▶ [Given problem]
Collect each row below that contains the string "wearing", matching case exactly, and copy those rows unchanged.

▶ [Data records]
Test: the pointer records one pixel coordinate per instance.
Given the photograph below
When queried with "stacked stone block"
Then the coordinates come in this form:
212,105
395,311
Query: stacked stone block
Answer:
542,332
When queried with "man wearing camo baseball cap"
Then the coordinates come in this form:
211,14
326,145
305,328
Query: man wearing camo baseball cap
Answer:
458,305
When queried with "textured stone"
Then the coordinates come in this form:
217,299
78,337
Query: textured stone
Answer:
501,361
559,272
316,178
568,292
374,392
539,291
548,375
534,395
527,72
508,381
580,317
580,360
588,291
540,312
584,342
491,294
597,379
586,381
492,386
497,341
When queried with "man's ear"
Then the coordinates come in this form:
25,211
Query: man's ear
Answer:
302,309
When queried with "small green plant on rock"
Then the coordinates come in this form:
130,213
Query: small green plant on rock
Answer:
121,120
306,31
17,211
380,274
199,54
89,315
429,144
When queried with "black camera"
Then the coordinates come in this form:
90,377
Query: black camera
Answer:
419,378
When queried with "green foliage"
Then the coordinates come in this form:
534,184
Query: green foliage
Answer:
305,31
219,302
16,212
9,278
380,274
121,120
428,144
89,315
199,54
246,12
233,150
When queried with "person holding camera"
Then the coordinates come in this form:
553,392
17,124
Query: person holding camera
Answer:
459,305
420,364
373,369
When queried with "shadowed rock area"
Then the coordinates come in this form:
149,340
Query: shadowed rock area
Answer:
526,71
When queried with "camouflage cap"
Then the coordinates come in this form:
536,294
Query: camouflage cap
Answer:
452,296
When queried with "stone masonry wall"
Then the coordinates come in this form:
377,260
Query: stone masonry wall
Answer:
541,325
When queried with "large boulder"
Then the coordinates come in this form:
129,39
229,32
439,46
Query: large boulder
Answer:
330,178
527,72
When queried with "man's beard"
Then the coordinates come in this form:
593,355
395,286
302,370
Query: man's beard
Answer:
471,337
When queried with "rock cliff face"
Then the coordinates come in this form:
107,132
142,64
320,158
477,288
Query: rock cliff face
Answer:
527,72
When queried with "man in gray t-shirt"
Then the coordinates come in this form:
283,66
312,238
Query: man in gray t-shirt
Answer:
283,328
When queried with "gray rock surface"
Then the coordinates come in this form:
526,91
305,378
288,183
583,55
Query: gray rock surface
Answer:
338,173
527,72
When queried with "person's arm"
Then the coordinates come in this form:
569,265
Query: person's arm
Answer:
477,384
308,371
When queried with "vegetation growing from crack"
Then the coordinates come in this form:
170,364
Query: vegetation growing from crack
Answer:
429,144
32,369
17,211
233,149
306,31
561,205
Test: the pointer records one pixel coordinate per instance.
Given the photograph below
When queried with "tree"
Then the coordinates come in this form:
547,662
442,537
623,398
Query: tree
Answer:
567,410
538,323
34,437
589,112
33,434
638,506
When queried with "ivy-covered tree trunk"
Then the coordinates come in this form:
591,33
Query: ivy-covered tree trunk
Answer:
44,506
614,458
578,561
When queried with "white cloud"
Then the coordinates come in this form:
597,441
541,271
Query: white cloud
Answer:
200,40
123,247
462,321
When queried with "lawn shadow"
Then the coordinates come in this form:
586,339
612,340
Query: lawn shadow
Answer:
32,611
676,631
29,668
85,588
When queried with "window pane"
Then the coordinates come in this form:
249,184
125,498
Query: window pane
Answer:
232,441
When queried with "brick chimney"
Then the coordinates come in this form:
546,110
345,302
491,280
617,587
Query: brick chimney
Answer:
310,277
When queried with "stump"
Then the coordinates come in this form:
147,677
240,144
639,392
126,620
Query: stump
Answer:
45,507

▶ [Exercise response]
When queried with "man wearing camo baseball cap"
Query: man wearing camo baseball cap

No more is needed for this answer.